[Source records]
= = = = = = =

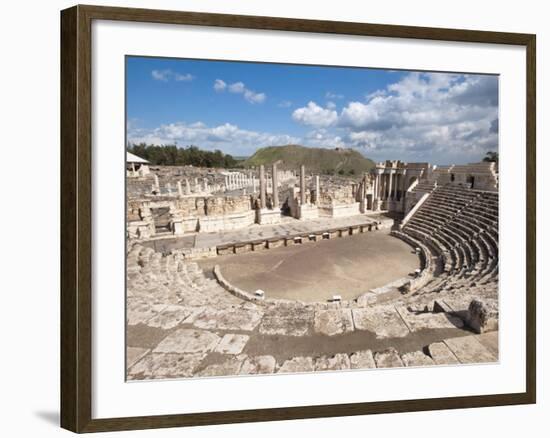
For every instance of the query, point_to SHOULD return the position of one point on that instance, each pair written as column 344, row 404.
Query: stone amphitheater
column 195, row 236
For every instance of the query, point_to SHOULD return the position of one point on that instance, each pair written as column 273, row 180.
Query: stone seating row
column 462, row 235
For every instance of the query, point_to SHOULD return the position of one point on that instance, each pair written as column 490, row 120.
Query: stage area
column 315, row 271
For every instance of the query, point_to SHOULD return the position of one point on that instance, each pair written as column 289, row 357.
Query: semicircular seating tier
column 459, row 228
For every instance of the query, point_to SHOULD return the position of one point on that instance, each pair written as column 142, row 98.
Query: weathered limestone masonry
column 178, row 215
column 199, row 329
column 272, row 215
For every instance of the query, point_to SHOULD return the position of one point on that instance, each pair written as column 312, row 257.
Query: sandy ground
column 316, row 271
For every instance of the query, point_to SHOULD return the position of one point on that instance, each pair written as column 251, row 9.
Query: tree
column 491, row 157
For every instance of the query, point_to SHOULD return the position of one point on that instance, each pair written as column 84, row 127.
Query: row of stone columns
column 238, row 180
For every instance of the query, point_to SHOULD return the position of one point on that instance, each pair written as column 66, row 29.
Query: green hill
column 325, row 161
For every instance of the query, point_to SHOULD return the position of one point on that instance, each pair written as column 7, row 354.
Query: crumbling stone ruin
column 202, row 324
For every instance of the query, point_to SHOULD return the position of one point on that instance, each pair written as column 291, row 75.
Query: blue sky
column 238, row 107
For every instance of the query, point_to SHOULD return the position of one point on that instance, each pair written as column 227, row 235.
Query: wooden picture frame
column 76, row 217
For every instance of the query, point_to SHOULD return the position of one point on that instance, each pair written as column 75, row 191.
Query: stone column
column 404, row 189
column 317, row 190
column 363, row 194
column 157, row 184
column 274, row 177
column 262, row 186
column 302, row 184
column 376, row 187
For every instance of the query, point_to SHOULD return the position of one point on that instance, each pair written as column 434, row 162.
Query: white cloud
column 314, row 115
column 331, row 95
column 226, row 137
column 166, row 75
column 239, row 88
column 435, row 117
column 183, row 77
column 253, row 97
column 219, row 85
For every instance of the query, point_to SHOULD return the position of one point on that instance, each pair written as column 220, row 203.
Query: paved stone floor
column 315, row 271
column 288, row 226
column 180, row 323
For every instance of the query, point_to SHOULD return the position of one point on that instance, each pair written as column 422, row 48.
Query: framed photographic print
column 269, row 218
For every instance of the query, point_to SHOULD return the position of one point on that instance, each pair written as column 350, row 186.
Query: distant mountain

= = = = = = =

== Description of the task ==
Copy verbatim the section of the records that starts with the line containing "312, row 257." and ends with the line containing "column 376, row 187", including both of those lines.

== Answer ==
For every instance of the query, point_to SHOULD return the position of one point on that instance, each pair written as column 312, row 257.
Query: sandy ground
column 316, row 271
For every instance of the query, point_to SHOULD return the position of one point on that instance, each pair written as column 251, row 9.
Query: tree
column 491, row 157
For every instance of the query, point_to SHOULD return the position of one point on that instance, each pair written as column 84, row 127.
Query: row of stone columns
column 238, row 180
For every instance of the query, point_to SHOULD return the position of one point on that instance, each pair written as column 66, row 29.
Query: green hill
column 325, row 161
For every instance of the query, point_to SHOULD return the position of one point on that instance, each pair written as column 7, row 354.
Query: crumbling stone ruin
column 202, row 324
For every instance of the query, point_to SHOULD return the position of one point on that instance, each pair written as column 291, row 75.
Query: blue sky
column 238, row 107
For every instance of the query, point_to SHOULD return the position of one point on that instance, each pair written as column 227, row 235.
Query: wooden picture frame
column 76, row 217
For every instance of the query, point_to SHOULD return the position of one point on that instance, each pair written as column 75, row 191.
Query: stone column
column 404, row 189
column 317, row 190
column 363, row 194
column 157, row 184
column 274, row 177
column 262, row 186
column 302, row 184
column 376, row 187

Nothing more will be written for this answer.